Istruzioni da seguire:
Riprendi l'articolo sul Sud Sudan e l'iniziativa delle chiese, proseguendolo dopo l'ultima frase riportata.

Estratto del documento:
Il sud Sudan martoriato confida nell’intervento delle chiese mentre il Sudan affronta faticosamente una soluzione politica
di Gianni Sartori
Per capirci qualcosa di quel che sta accadendo in Sud Sudan (“a volte l’indipendenza non basta”…ricordate?) bisogna proprio chiedere a quelle organizzazioni a vocazione umanitaria, religiose come i Comboniani (quelli di “Nigrizia” a Verona) o laiche come Medici con l’Africa (a Padova). O magari ai valdesi della Val Pellice.
Restando sempre in ambito cristiano, ricordo che a breve (dal 3 al 5 febbraio) sono attesi nella capitale, Juba, sia l’arcivescovo anglicano di Canterbury Justin Welby (maggior esponente della Comunione anglicana mondiale) cheil pastore Iain Greenshields (moderatore dell’Assemblea generale della Chiesa di Scozia). Oltre naturalmente, ma questo già si sapeva, a Papa Francesco.
Un’iniziativa comunitaria, ecumenica per “la Pace nel Sud Sudan”. Che, ci si augura, potrebbe in parte portare sotto gli occhi della comunità internazionale, quantomeno distratta, le tragiche vicende di questa terra martoriata, periodicamente in stato di guerra, con un evidente aggravamento negli ultimi mesi. Già da agosto con la ripresa dei combattimenti tra opposte fazioni e poi da novembre con la sospensione della partecipazione del governo sud-sudanese ai colloqui di pace di Roma. Una autentica “doccia fredda” per chi vi aveva investito energie e speranze. Anche se “questo non significa che la porta per la pace sia definitivamente chiusa”.

Elenco dei dati:
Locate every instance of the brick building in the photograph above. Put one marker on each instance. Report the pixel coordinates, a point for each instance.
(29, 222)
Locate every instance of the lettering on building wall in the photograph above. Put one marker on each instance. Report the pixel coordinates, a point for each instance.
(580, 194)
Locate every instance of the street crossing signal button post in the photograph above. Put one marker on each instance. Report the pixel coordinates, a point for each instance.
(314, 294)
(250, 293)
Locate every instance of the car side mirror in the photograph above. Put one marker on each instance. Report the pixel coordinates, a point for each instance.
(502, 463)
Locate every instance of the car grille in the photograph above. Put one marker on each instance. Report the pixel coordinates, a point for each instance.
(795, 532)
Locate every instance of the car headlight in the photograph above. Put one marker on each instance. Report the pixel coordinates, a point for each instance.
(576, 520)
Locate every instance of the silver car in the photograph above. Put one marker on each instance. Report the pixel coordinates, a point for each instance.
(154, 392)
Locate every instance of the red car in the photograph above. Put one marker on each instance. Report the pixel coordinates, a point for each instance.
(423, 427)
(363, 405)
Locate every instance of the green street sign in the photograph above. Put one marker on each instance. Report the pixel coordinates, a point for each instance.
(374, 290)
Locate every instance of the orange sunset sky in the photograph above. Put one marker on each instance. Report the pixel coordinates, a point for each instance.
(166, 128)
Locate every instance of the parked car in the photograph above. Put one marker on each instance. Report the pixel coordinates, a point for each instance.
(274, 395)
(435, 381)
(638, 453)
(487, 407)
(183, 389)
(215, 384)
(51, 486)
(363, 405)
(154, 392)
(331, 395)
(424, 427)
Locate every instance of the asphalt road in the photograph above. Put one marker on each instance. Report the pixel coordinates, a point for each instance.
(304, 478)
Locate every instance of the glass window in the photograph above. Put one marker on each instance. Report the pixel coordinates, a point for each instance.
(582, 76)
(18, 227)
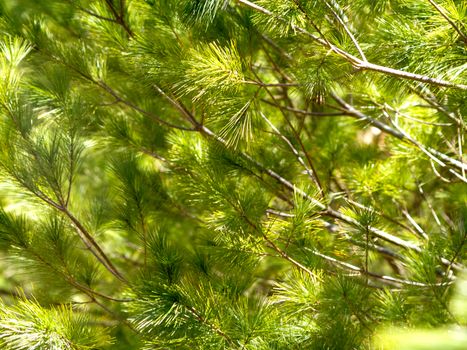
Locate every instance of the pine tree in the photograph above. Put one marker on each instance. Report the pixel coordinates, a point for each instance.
(232, 174)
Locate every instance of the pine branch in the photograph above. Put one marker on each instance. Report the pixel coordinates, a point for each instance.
(446, 17)
(355, 61)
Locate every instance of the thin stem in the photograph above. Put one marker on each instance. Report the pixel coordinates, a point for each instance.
(355, 61)
(450, 21)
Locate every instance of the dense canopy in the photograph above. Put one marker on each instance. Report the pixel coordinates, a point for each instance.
(233, 174)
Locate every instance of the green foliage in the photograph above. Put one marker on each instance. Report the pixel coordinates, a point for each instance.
(27, 325)
(215, 174)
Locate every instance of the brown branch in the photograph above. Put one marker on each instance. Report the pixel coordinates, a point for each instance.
(355, 61)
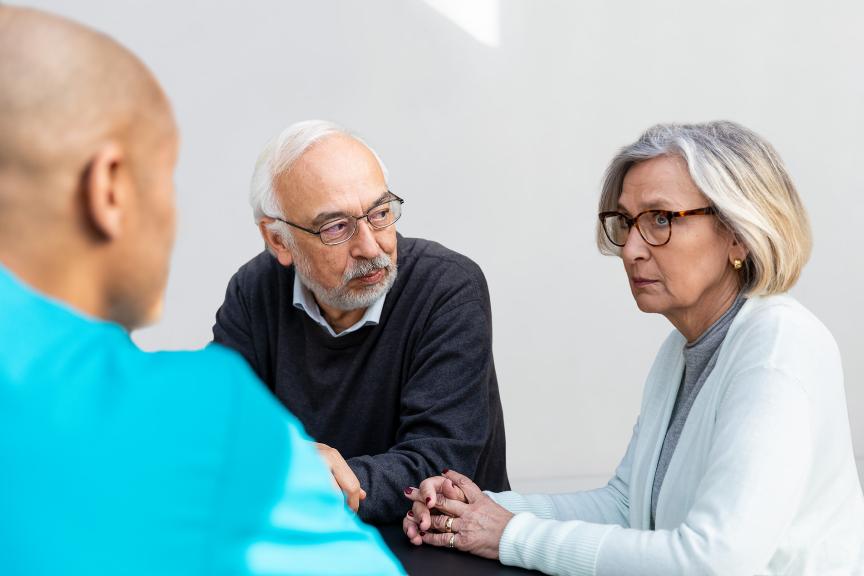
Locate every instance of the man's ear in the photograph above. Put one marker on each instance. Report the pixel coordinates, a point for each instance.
(107, 191)
(275, 243)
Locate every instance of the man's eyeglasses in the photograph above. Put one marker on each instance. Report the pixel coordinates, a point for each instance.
(655, 226)
(343, 229)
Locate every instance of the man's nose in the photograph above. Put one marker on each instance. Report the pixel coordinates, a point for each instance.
(364, 244)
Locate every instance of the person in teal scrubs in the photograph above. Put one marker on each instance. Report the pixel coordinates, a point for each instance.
(113, 460)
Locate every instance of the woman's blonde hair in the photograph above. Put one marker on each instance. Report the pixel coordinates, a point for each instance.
(744, 179)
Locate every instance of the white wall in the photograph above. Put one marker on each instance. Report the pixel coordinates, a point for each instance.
(498, 144)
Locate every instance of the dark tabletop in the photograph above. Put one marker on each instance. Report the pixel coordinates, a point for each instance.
(429, 560)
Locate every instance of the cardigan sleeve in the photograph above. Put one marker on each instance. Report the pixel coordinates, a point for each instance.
(759, 455)
(607, 505)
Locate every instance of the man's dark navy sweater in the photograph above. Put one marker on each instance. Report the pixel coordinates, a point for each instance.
(400, 400)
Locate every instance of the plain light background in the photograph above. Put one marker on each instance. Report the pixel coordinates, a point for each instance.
(496, 120)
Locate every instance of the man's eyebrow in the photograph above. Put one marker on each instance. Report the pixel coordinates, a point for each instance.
(325, 217)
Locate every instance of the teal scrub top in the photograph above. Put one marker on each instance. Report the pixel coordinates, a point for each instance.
(117, 461)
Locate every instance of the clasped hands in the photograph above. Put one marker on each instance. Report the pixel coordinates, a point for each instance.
(451, 511)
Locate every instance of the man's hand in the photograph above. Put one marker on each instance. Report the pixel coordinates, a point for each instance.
(343, 476)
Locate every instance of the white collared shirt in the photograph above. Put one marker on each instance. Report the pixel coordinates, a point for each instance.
(304, 300)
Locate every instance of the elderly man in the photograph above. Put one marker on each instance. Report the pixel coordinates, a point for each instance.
(391, 372)
(115, 461)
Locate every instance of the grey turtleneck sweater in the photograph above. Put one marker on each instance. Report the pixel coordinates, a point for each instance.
(699, 359)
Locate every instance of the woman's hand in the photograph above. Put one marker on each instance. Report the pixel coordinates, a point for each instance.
(451, 511)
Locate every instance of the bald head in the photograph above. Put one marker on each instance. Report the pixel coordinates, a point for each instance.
(64, 89)
(87, 149)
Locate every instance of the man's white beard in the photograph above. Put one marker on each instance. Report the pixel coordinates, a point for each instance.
(342, 297)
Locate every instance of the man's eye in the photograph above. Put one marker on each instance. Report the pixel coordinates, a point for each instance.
(335, 229)
(380, 215)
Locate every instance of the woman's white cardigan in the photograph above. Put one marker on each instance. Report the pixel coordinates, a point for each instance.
(763, 480)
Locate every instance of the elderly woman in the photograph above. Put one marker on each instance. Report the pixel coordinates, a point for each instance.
(741, 459)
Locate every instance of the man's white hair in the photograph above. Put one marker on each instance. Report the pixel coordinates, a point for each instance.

Risultato dell'esercizio:
Resta il fatto – grave – che comunque i governativi hanno confermato tale decisione unilaterale, accusando i gruppi di opposizione sud sudanesi non firmatari (NSSSOG) di “mancanza di impegno”.
Intanto bisogna registrare un’altra tragedia, l’ennesima, ai danni dei profughi interni (sfollati) del campo diAburoch (Alto Nilo). Il campo è stato attaccato in questi giorni (come poco prima era accaduto ad un altro campo) da un non meglio precisato “gruppo armato ribelle”. Ad Aburoch i profughi si contavano a migliaia (oltre seimila, pare), originari da altre zone e risalenti al periodo di conflitto 2013-2018. Stando a quanto raccontano alcuni religiosi presenti nell’area, la maggior parte dei profughi ora è in fuga attraverso le paludi. Le vittime sarebbero numerose anche se al momento risulta difficile quantificarle. In ogni caso le loro già fragili sicurezze quotidiane, le nuove esistenze faticosamente ricostruite, sono state spazzate via in pochi attimi.
E IL SUDAN, CHE FA?
Qualche segnale, almeno apparentemente, di segno opposto sembra arrivare dal Sudan. In novembre era stato firmato un accordo (elogiato dall’Unione Africana e anche da Antonio Guterres) tra i militari al potere (dal golpe del 25 ottobre 2021 che aveva abolito la precaria condivisione tra esercito e società civile) e il blocco delle Forze per la libertà e il cambiamento. Un accordo stilato nella prospettiva di una transizione politica in senso democratico e per l’elaborazione di una nuova Costituzione. Va anche precisato che l’entusiasmo per tali accordi non è universalmente condiviso nel Paese africano. Ne diffidano sia quelle organizzazioni che erano contrari al dialogo con i militari (e alla clausola per cui sarebbero comunque rappresentati in un governo civile, all’interno di un Consiglio per la sicurezza e la difesa), sia qualche gruppo islamista come quello legato al deposto Omar El-Bashir.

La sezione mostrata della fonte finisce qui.